[start of Text segment]

Last week week lost one of modern cinema's greatest writers when William Goldman passed away at 87. Camus pays tribute to the author of some of the sharpest screenplays to hit Hollywood in the second half of the twentieth century.
 

I spent a rather splendid chunk of 1984 in the US, and my memories of the period are interspersed with reading and absorbing one of the best books on the film industry I have ever read. It was candid (in some cases foot-shootingly so), hugely entertaining and extremely instructive. Adventures in the Screentrade (a title riff on Dylan Thomas' Adventures in the Skin Trade) was a memoir and a behind the scenes look at the film industry by an insider, the remarkable and so very humanistic William Goldman whose death at the grand age of 87 was reported last week. That is a big crack in the Hollywood universe.

William Goldman © 
Writers Guild Foundation
Writers Guild Foundation

Screenwriters, it's fair to say, are rarely thrust forward into the glare of both pre-release marketing or post-success praise. This is odd for one fundamental reason. It's their work that puts movies on the screen in the first place. Yes, authors write novels that are adapted but those adaptations must work as feature films and not just filmed novels. We all know stars, movie aficionados know directors and a few cinematographers but only the truly upper echelon of movie geekdom can name more than five screenwriters. It's almost like seeing a great hall of people eating and none of them is aware of how much work it took and by whom that work was done to get the food on to their plates in the first place. I still scratch my head that (like teachers and nurses) screenwriters are not held in significantly higher regard. OK, for the top five per cent of superstar screenwriters (of which Goldman was certainly one), the pay is absurdly surreal but let's remember the grunts, the foot soldiers, those labouring daily who may hit a high pay-day once or twice in their life but usually toil fired by a passion for storytelling paying the rent with a second job. They're still on the ground digging up stories and passing them on. And William Goldman was their champion too. He was well known for nurturing talent.

[end of Text segment]

• **Aim A**:
Answer these questions about the tribute to William Goldman:
(i) At what age did William Goldman die?
(ii) Which title does Adventures in the Screentrade riff on?
(iii) Screenwriters are compared to which two professions in not being held in significantly higher regard?

[start of Records for this task]

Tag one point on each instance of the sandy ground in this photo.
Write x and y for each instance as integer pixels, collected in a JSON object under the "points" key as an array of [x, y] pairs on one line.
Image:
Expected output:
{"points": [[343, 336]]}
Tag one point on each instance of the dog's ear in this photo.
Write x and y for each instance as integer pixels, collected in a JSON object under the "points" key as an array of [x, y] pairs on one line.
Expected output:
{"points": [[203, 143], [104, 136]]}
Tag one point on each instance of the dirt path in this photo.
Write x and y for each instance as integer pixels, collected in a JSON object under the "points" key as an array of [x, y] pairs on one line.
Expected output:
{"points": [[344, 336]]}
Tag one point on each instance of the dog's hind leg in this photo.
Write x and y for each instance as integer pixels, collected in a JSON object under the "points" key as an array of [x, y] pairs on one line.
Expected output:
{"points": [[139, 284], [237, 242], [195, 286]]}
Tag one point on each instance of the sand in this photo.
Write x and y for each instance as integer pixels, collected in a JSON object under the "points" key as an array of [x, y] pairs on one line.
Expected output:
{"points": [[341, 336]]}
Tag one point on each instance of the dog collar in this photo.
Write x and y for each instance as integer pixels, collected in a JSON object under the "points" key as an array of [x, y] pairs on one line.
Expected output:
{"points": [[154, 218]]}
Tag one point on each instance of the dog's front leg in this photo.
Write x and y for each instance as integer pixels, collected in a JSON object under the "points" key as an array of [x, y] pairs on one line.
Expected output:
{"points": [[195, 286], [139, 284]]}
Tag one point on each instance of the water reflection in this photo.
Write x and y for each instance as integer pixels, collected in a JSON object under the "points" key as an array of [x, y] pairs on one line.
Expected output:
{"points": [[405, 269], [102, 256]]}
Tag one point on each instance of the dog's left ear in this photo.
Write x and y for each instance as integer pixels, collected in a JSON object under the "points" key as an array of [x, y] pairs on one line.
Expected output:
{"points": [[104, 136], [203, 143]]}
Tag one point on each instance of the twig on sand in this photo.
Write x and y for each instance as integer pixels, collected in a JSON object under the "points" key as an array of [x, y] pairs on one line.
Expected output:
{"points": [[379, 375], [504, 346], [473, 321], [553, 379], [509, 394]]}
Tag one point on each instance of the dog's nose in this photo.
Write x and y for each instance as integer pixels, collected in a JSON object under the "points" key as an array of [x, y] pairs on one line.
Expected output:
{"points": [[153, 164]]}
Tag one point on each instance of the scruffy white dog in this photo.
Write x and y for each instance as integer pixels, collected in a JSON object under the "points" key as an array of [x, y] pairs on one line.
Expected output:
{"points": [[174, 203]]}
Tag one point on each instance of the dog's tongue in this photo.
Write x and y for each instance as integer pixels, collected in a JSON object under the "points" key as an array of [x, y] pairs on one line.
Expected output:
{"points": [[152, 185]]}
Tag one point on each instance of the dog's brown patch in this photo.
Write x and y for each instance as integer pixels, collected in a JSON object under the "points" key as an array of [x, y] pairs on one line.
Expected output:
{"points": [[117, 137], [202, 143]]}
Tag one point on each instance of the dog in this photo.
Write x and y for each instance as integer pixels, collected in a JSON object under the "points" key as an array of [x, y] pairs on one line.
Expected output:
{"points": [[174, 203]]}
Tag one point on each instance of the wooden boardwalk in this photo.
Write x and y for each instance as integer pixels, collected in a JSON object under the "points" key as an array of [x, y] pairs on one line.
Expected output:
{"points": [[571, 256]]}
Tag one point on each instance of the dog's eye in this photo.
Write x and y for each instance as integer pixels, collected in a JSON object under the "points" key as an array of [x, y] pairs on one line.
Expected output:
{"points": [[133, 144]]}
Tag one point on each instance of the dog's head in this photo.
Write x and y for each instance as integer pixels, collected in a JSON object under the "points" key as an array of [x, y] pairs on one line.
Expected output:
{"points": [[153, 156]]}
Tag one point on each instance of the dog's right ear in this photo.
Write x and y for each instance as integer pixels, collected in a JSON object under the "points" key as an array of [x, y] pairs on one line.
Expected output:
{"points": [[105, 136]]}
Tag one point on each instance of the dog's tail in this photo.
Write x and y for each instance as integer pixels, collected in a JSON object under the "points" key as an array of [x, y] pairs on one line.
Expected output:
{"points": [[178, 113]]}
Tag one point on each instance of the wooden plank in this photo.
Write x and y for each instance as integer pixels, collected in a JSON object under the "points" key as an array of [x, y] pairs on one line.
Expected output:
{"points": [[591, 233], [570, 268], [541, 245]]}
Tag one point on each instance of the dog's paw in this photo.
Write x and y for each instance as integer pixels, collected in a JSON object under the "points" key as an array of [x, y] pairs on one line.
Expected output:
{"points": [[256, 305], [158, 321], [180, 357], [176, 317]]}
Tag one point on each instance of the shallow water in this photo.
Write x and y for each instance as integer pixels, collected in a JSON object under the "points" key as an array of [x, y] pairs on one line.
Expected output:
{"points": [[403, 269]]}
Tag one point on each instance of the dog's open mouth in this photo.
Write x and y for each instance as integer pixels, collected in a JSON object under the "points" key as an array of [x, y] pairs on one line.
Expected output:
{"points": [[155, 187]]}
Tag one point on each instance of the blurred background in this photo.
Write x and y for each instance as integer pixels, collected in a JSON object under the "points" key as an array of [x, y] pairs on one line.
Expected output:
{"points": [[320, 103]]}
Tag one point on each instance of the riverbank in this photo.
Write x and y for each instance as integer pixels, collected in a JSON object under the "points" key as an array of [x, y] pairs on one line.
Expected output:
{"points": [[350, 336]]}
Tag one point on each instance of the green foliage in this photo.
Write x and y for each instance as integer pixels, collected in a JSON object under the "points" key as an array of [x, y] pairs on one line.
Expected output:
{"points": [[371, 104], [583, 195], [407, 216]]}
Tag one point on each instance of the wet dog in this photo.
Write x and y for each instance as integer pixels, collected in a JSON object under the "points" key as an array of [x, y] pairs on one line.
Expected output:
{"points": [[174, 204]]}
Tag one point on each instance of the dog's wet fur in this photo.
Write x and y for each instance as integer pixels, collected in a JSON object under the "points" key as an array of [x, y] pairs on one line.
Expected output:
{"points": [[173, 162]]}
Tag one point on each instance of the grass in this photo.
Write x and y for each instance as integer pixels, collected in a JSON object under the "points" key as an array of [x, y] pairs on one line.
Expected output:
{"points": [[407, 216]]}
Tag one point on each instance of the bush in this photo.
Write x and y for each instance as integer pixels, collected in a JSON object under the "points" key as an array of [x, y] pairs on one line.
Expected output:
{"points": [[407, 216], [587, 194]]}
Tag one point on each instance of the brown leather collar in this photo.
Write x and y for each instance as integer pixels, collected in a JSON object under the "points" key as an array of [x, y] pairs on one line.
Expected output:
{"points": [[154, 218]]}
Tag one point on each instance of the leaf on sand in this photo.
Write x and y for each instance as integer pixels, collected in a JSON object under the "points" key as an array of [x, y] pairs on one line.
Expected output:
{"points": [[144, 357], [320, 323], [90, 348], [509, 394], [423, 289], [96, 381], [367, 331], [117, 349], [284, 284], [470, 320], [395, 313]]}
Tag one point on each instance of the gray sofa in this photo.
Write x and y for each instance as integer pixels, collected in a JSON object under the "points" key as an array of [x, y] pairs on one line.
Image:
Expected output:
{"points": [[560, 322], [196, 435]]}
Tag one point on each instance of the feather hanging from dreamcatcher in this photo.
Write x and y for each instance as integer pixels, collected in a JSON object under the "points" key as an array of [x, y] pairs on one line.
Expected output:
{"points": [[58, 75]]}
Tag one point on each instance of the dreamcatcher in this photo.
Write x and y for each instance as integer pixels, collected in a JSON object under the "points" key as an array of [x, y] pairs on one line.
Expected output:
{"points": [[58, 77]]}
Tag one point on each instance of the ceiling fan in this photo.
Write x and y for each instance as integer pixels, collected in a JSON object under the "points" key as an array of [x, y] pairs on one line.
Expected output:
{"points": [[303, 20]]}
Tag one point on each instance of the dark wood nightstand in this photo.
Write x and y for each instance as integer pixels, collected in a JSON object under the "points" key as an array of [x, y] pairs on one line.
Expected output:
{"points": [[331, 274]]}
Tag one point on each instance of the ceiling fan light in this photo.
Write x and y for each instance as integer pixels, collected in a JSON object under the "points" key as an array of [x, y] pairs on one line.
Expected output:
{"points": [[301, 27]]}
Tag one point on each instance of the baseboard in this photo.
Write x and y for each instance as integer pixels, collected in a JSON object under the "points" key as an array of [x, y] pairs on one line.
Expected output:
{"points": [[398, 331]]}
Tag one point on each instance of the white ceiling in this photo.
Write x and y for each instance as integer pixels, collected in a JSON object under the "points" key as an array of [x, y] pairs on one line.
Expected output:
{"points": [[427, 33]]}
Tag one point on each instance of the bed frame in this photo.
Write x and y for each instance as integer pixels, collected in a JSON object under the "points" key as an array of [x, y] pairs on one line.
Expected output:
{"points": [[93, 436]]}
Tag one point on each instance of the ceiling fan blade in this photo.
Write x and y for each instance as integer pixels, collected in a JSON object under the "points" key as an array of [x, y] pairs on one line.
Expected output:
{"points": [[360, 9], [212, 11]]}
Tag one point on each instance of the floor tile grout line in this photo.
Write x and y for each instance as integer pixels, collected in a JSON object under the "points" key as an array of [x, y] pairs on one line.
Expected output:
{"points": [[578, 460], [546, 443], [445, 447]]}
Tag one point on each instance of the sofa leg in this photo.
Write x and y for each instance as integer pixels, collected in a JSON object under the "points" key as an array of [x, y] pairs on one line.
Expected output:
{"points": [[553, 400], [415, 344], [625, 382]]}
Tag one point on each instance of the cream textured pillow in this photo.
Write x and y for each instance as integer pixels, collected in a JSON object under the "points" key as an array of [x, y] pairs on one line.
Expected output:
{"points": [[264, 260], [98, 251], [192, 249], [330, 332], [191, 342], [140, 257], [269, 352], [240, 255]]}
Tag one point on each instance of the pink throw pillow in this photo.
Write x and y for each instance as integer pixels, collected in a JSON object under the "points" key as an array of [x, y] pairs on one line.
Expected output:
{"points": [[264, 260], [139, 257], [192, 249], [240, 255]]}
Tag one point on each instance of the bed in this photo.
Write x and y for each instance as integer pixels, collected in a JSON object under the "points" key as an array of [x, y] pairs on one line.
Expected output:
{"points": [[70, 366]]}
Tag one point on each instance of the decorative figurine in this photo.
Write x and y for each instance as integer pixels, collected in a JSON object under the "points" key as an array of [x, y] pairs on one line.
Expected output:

[end of Records for this task]

• **Aim B**: Extract every line of the stored data that contains the word "water", treating case as significant.

• **Result A**:
(i) 87
(ii) Dylan Thomas' Adventures in the Skin Trade
(iii) Teachers and nurses

• **Result B**:
Tag one point on each instance of the water reflection in this photo.
Tag one point on each instance of the shallow water in this photo.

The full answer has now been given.